**Goal of the exercise:**
Format the records below as a Markdown table with two columns, Row and Record Text, giving one numbered row to each nonblank line. Omit the pictures from the table.

**Data in this exercise:**
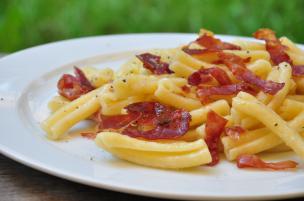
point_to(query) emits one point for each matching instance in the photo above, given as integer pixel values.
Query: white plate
(28, 80)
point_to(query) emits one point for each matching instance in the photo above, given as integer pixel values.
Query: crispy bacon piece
(206, 93)
(186, 89)
(253, 161)
(238, 68)
(199, 77)
(234, 132)
(72, 87)
(154, 64)
(204, 75)
(149, 120)
(277, 51)
(211, 43)
(298, 70)
(215, 125)
(89, 135)
(189, 51)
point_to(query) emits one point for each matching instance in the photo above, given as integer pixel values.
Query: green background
(25, 23)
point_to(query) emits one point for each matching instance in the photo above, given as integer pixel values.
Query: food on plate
(182, 107)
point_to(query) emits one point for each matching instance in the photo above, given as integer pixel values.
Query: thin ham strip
(149, 120)
(215, 125)
(205, 75)
(238, 68)
(211, 43)
(253, 161)
(205, 93)
(277, 51)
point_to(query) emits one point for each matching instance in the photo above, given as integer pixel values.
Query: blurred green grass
(25, 23)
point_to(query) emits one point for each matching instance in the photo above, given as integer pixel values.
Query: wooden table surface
(21, 183)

**Output:**
| Row | Record Text |
|---|---|
| 1 | point_to(query) emits one point for each matching instance in the photo above, given as integer pixel values. |
| 2 | Query: white plate |
| 3 | (28, 80) |
| 4 | point_to(query) emits one point for each matching instance in the photo above, given as integer pixel values. |
| 5 | Query: crispy bacon piece |
| 6 | (206, 93) |
| 7 | (186, 89) |
| 8 | (253, 161) |
| 9 | (238, 68) |
| 10 | (199, 77) |
| 11 | (234, 132) |
| 12 | (72, 87) |
| 13 | (154, 64) |
| 14 | (204, 75) |
| 15 | (149, 120) |
| 16 | (277, 51) |
| 17 | (211, 43) |
| 18 | (298, 70) |
| 19 | (215, 125) |
| 20 | (89, 135) |
| 21 | (189, 51) |
| 22 | point_to(query) emits one point for each matching instance in the photo above, given as integer pixel values. |
| 23 | Query: green background |
| 24 | (25, 23) |
| 25 | point_to(query) emits one point for each matching instance in the photo above, given as integer pixel values. |
| 26 | Query: food on plate |
| 27 | (182, 107) |
| 28 | point_to(query) emits one point for each matching instance in the photo above, given as integer pixel values. |
| 29 | Query: thin ham strip |
| 30 | (149, 120) |
| 31 | (215, 125) |
| 32 | (205, 75) |
| 33 | (238, 68) |
| 34 | (211, 43) |
| 35 | (253, 161) |
| 36 | (205, 93) |
| 37 | (277, 51) |
| 38 | point_to(query) emits one point for each matching instance in the photo above, given as integer pixel values. |
| 39 | Query: blurred green grass |
| 40 | (25, 23) |
| 41 | point_to(query) emits one point for each matching instance in the photo above, given as integer pixel values. |
| 42 | Query: wooden table surface |
| 43 | (21, 183) |